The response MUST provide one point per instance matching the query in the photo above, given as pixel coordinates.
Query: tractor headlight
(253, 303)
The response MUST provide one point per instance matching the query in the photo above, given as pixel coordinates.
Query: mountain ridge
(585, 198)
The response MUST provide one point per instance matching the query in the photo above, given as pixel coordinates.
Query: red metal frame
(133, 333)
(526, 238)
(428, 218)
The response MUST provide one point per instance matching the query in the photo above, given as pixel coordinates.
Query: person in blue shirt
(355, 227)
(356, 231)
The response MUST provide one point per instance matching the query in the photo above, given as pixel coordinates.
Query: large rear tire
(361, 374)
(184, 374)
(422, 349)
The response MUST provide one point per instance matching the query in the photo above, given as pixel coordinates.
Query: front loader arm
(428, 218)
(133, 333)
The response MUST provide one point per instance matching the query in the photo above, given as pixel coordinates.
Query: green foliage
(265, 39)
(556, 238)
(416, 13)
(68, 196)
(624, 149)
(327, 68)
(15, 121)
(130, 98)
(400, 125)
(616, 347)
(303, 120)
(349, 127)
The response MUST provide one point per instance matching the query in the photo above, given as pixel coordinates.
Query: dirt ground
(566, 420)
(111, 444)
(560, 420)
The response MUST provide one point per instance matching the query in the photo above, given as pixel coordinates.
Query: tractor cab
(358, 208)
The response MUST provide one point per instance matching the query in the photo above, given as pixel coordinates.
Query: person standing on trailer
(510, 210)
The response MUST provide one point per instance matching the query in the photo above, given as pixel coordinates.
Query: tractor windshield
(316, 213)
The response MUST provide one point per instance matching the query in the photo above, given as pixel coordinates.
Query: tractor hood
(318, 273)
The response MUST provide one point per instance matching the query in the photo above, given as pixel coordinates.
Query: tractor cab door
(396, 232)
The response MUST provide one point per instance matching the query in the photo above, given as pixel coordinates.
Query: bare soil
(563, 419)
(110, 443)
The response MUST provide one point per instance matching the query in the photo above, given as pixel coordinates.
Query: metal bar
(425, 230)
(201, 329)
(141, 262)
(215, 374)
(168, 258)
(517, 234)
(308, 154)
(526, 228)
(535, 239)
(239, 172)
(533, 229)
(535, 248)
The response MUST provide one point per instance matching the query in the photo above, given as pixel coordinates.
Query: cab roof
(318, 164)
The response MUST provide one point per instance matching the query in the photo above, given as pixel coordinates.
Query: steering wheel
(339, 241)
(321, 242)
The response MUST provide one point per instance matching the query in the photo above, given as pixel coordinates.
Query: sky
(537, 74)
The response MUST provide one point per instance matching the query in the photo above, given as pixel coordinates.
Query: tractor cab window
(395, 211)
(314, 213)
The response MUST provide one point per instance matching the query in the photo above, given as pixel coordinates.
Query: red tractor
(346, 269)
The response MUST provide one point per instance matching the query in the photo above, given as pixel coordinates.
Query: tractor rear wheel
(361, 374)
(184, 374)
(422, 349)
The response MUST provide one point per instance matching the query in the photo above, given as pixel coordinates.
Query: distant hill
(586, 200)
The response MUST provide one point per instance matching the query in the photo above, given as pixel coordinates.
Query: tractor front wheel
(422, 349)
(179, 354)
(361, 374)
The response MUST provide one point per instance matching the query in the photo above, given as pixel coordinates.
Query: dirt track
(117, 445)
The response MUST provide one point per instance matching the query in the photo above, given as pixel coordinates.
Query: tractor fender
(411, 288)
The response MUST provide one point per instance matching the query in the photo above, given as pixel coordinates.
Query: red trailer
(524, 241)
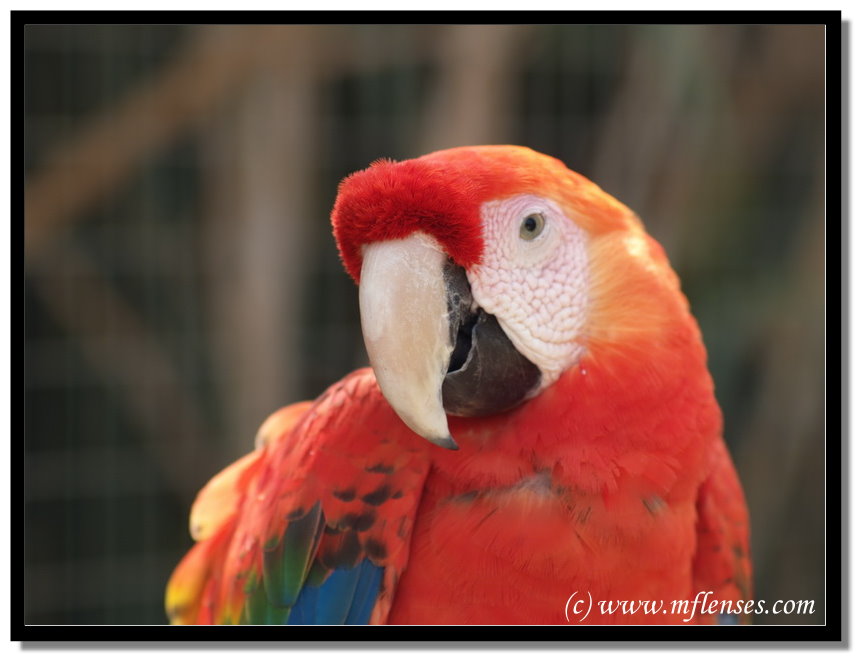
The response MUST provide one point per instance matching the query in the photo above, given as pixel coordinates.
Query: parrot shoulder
========================================
Your task is to transcribe all of the records precisely, with no images included.

OUTPUT:
The response MUST provide one point per instance matching the query in the photo above, given as pixel coordinates.
Query: tractor headlight
(253, 303)
The response MUST provide one point per instance matching the query in the photo above, given as pixel coordinates.
Query: mountain ridge
(585, 198)
The response MUST provide one point per instance matching the query in the photo above, given as pixel coordinates.
Query: red metal frame
(133, 333)
(526, 238)
(428, 218)
The response MUST provide one point per instance matching the query in the photo above, given as pixel coordinates.
Query: person in blue shirt
(355, 227)
(356, 231)
The response MUST provide one point per instance matching the query in the photo above, given as pixel coordinates.
Query: large rear tire
(361, 374)
(184, 374)
(422, 349)
The response MUST provide one point per instance matching the query in the photo above, given as pixel coordinates.
Query: front loader arm
(428, 218)
(133, 333)
The response MUST provide one point per instance matching the query in the photo above, given as pixel coordinates.
Query: green foliage
(265, 39)
(556, 238)
(416, 13)
(68, 196)
(624, 149)
(327, 68)
(15, 121)
(130, 98)
(400, 125)
(616, 347)
(303, 120)
(349, 127)
The response MUST provide one point per instance matching the query in the photo above, given as pixel coordinates.
Query: dirt ground
(566, 420)
(111, 444)
(560, 420)
The response MUST provide one point per instance matching the query in the photo above, given as pixel coordinates.
Query: tractor cab
(358, 208)
The response MUST provide one point per instance matching the query in the photo above, given as pixel coordinates.
Query: person standing on trailer
(510, 210)
The response MUST provide one point per instance matching the query in the photo above, given as pixel coordinates.
Query: tractor windshield
(316, 213)
The response MUST provide one point per instance matching the query in the photo above, given as pixel coordinates.
Query: tractor hood
(318, 273)
The response MUST provide one point per instance matching the query in the photo above, given as pixel coordinates.
Query: tractor cab door
(396, 232)
The response MUST provide one point per instance matching the query in the photo above, given as pixel coordinates.
Query: bare soil
(563, 419)
(110, 443)
The response MUST provide one point per instance matching the query in the photo above, given as pixel coordinates.
Query: metal bar
(425, 230)
(201, 329)
(141, 262)
(215, 374)
(168, 258)
(517, 234)
(308, 154)
(526, 228)
(535, 239)
(239, 172)
(533, 229)
(535, 248)
The response MUST provide one point per instance matching the query in the photo above, given as pixel coordinates.
Query: cab roof
(318, 164)
The response MUST provide one point per instance matching the query in the photo above, given as pixel coordinates.
Query: steering wheel
(339, 241)
(321, 242)
The response MUST provide one point per instance matching the query in the photo above, given as pixel coordinates.
Query: sky
(537, 74)
The response MUST provide one point per instance matching the query in the photo above, given as pixel coordinates.
Query: tractor cab window
(395, 211)
(314, 213)
The response MUST provide one point per instance matching the query in the photo above, given as pixel coordinates.
Query: red tractor
(346, 269)
The response MUST provide one point per instance matching the query in the photo above, given as pixel coordinates.
Query: tractor rear wheel
(361, 374)
(184, 374)
(422, 349)
The response MUST provide one point per instance matching the query in the photo above, given as pixel coordinates.
Query: distant hill
(586, 200)
The response MUST provide one point per instance matching the query in the photo above, given as pixel coordinates.
Query: tractor front wheel
(422, 349)
(179, 354)
(361, 374)
The response MUST provide one point per instance matching the query in the photo above, given as pixel coordinates.
Query: dirt track
(117, 445)
The response MUST provide one point per instance matching the query in the photo above, given as pixel coordinates.
Query: tractor fender
(411, 288)
The response MUST provide one point per instance matching the query in the photo above, given as pixel coordinates.
Query: red trailer
(524, 241)
The response MUST provide one point per instance matching the query in the photo above, given as pixel coordinates.
Query: parrot shoulder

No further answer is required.